**Il problema**
Modifica, per favore, il passo della recensione di Grazie a Dio che parte da "Con le voci" e prosegue fino a "unirsi alla battaglia.": riportalo sostituendo "psicologa" con "terapeuta".

Tutto inizia grazie ad Alexandre (Melvil Poupaud), alto borghese di Lione che porta alla luce quello che per anni ha tenuto nascosto: gli abusi di padre Bernard Preynat durante i soggiorni estivi al campo scout.
François Ozon, in concorso alla Berlinale e premiato con l’Orso d’Argento, dirige il suo film-inchiesta, Grazie a Dio, sulle vicende che hanno portato a processo il cardinale Barbarin, accusato di aver coperto e mai denunciato gli abusi su decine di ragazzi da parte di padre Preynat.
Con le voci fuori campo apprendiamo il carteggio digitale tra Alexandre e la psicologa, religiosa laica, Régine Marie. Quasi una cronaca, le voci distaccate, le descrizioni meticolose, il linguaggio misurato nonostante la gravità della questione. Da qui l’esplosione del caso che, partendo dalla confessione di Alexandre, si propaga e porta a liberarsi altre vittime che possono uscire dal silenzio per denunciare i terribili abusi subiti dal sacerdote. Decine di ragazzi molestati, sodomizzati e costretti a pratiche sessuali da quel prete che si fingeva amico ed educatore. Così le vittime decidono di fondare un’associazione, La parole libérée, affinché, chi ha subito gli abusi, possa unirsi alla battaglia.

**Elenco dati**
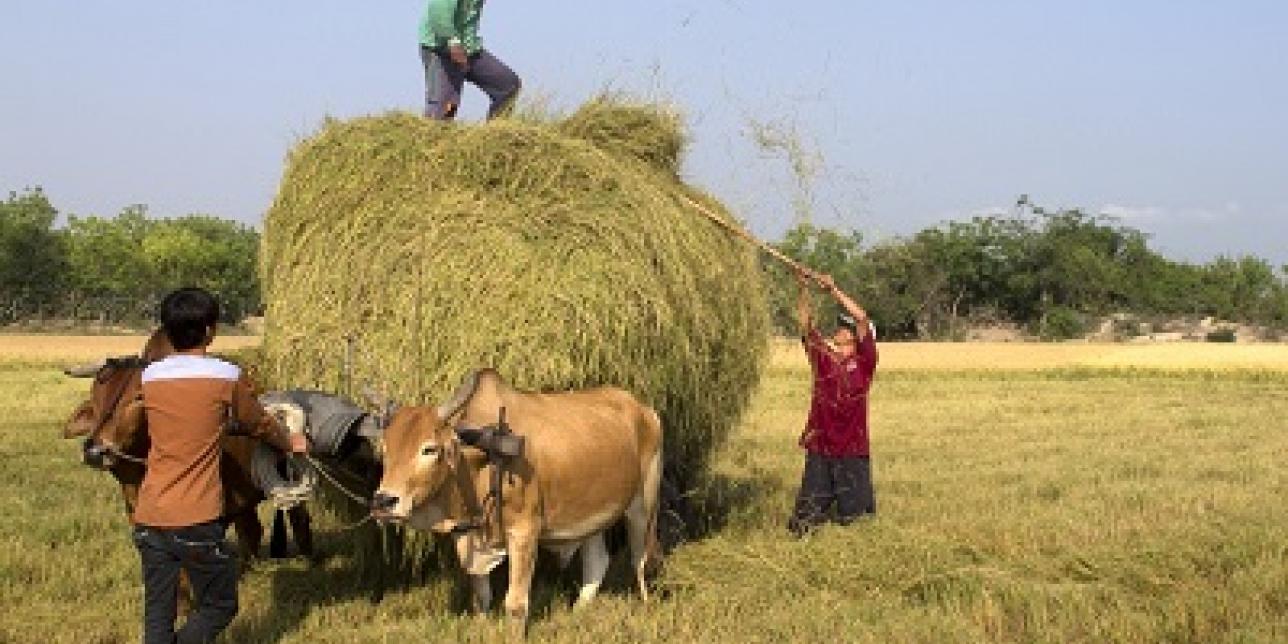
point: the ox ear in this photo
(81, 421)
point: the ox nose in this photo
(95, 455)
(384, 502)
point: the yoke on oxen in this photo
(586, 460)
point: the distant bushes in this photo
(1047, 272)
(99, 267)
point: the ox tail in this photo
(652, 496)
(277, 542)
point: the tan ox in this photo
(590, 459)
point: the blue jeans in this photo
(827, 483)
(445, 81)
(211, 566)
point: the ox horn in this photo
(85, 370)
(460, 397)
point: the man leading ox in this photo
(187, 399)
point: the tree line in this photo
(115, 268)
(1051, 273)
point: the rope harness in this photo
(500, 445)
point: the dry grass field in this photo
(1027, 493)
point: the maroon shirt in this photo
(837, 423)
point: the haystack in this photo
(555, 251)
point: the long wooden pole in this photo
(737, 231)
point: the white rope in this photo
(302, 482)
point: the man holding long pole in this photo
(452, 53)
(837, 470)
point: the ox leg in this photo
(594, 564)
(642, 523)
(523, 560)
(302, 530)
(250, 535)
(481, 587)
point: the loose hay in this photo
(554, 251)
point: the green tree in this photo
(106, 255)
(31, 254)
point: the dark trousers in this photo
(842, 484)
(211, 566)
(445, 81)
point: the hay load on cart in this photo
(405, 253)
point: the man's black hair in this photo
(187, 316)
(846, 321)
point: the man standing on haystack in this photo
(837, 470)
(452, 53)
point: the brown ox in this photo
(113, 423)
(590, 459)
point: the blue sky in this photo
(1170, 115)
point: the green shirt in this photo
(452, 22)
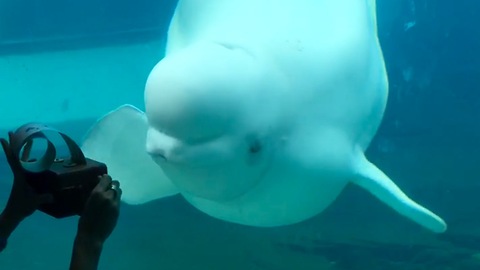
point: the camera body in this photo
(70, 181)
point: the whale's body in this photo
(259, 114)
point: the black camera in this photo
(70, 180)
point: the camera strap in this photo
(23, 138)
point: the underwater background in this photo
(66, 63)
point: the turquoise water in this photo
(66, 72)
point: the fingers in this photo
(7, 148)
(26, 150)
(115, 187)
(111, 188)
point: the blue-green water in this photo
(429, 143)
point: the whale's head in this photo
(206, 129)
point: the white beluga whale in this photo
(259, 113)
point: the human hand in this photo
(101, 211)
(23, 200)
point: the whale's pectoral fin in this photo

**Compito svolto**
Con le voci fuori campo apprendiamo il carteggio digitale tra Alexandre e la terapeuta, religiosa laica, Régine Marie. Quasi una cronaca, le voci distaccate, le descrizioni meticolose, il linguaggio misurato nonostante la gravità della questione. Da qui l’esplosione del caso che, partendo dalla confessione di Alexandre, si propaga e porta a liberarsi altre vittime che possono uscire dal silenzio per denunciare i terribili abusi subiti dal sacerdote. Decine di ragazzi molestati, sodomizzati e costretti a pratiche sessuali da quel prete che si fingeva amico ed educatore. Così le vittime decidono di fondare un’associazione, La parole libérée, affinché, chi ha subito gli abusi, possa unirsi alla battaglia.